Given instruction 1
Reproduce the OCFS2 thread word for word between "Thu Feb 7 10:40:47" and "16 or less.", inclusive.
Given instruction 2
List the names of all the nodes defined in the cluster.conf shown in the OCFS2 thread.
Given instruction 3
According to the OCFS2 thread, how much RAM does the host devxen0 have?

>> start Selected excerpt

[Ocfs2-users] sanity check - Xen+iSCSI+LVM+OCFS2 at dom0/domU

Thu Feb 7 10:40:47 PST 2008

Is the ip address correct? If not, correct.

# netstat -tan
See if that port is already in use. If  so, use another.

Alok Dhir wrote:
> Ah - thanks for the clarification.
>
> I'm left with one perplexing problem - on one of the hosts, 'devxen0', 
> o2cb refuses to start.  The box is identically configured to at least 
> 2 other cluster hosts and all were imaged the exact same way, except 
> that devxen0 has 32GB RAM where the others have 16 or less.
>
> Any clues where to look?
>
> -- 
> [root at devxen0:~] service o2cb enable
> Writing O2CB configuration: OK
> Starting O2CB cluster ocfs2: Failed
> Cluster ocfs2 created
> Node beast added
> o2cb_ctl: Internal logic failure while adding node devxen0
>
> Stopping O2CB cluster ocfs2: OK
> -- 
>
> This is in syslog when this happens:
>
> Feb  7 13:26:50 devxen0 kernel: 
> (17194,6):o2net_open_listening_sock:1867 ERROR: unable to bind socket 
> at 196.168.1.72:7777, ret=-99
>
> -- 
>
> Box config:
>
> [root at devxen0:~] uname -a
> Linux devxen0.symplicity.com 2.6.18-53.1.6.el5xen #1 SMP Wed Jan 23 
> 11:59:21 EST 2008 x86_64 x86_64 x86_64 GNU/Linux
>
> -- 
>
> Here is cluster.conf:
>
> ---
> node:
>     ip_port = 7777
>     ip_address = 192.168.1.62
>     number = 0
>     name = beast
>     cluster = ocfs2
>
> node:
>     ip_port = 7777
>     ip_address = 196.168.1.72
>     number = 1
>     name = devxen0
>     cluster = ocfs2
>
> node:
>     ip_port = 7777
>     ip_address = 192.168.1.73
>     number = 2
>     name = devxen1
>     cluster = ocfs2
>
> node:
>     ip_port = 7777
>     ip_address = 192.168.1.74
>     number = 3
>     name = devxen2
>     cluster = ocfs2
>
> node:
>     ip_port = 7777
>     ip_address = 192.168.1.70
>     number = 4
>     name = fs1
>     cluster = ocfs2
>
> node:
>     ip_port = 7777
>     ip_address = 192.168.1.71
>     number = 5
>     name = fs2
>     cluster = ocfs2
>
> node:
>     ip_port = 7777
>     ip_address = 192.168.1.80
>     number = 6
>     name = vdb1
>     cluster = ocfs2
>
> cluster:
>     node_count = 7
>     name = ocfs2
> ---
>
>
>
> On Feb 7, 2008, at 1:23 PM, Sunil Mushran wrote:
>
>> Yes, but backported and released as ocfs2 1.4 which is yet to be 
>> released.

>> end Selected excerpt
>> start Stored data

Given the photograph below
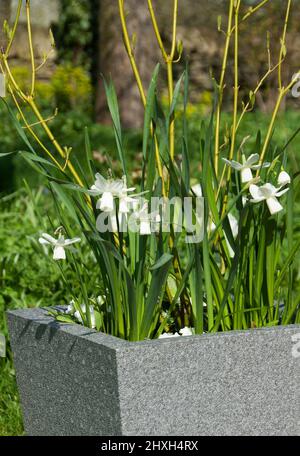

>> end Stored data

Correct output 1
Thu Feb 7 10:40:47 PST 2008

Is the ip address correct? If not, correct.

# netstat -tan
See if that port is already in use. If  so, use another.

Alok Dhir wrote:
> Ah - thanks for the clarification.
>
> I'm left with one perplexing problem - on one of the hosts, 'devxen0', 
> o2cb refuses to start.  The box is identically configured to at least 
> 2 other cluster hosts and all were imaged the exact same way, except 
> that devxen0 has 32GB RAM where the others have 16 or less.

Correct output 2
beast, devxen0, devxen1, devxen2, fs1, fs2, vdb1

Correct output 3
32GB